• GIVEN DATA:
□ □ □

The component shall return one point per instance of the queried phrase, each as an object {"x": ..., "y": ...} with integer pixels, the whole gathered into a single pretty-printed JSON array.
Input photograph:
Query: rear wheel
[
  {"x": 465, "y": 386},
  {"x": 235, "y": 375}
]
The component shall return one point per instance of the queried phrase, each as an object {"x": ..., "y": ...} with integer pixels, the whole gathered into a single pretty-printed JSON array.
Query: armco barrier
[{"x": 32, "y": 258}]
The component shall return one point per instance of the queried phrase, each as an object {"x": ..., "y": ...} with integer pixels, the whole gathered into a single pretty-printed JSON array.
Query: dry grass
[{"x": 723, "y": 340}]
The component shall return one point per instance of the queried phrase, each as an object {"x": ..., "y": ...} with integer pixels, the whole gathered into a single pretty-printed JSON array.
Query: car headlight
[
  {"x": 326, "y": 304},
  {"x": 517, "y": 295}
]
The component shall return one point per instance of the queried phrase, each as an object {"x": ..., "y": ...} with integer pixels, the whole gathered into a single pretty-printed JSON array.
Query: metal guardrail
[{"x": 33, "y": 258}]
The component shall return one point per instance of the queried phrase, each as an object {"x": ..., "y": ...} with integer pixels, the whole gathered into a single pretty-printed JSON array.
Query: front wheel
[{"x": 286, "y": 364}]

□ □ □

From the line containing "Query: armco barrier" down to the final line of the data, write out every line exactly; both the first and last of these belong in your answer, and nothing else does.

Query: armco barrier
[{"x": 32, "y": 258}]
The component shall return one point per instance of the queried phrase, each as an object {"x": ..., "y": ...} with integer pixels, the whole gathered into a single pretty-printed JSON array.
Query: dry grass
[{"x": 723, "y": 340}]
The component shall return one point per instance of the queried phrase, each as an object {"x": ..., "y": ...} with integer pixels, the whole gathered into a single pretty-printed JSON array.
Query: car headlight
[
  {"x": 326, "y": 304},
  {"x": 517, "y": 295}
]
The component shall return one point per instance of the queried phrase, each as an object {"x": ..., "y": ...} with integer pixels, the whole gathered into a single pretty-printed JSON array.
Query: metal guardrail
[{"x": 33, "y": 258}]
The component shall return one point per instance of the queried phrase, each as an object {"x": ..., "y": ...} with integer pixels, the whole gathered into a single pretty-printed JSON array.
Query: front wheel
[{"x": 286, "y": 364}]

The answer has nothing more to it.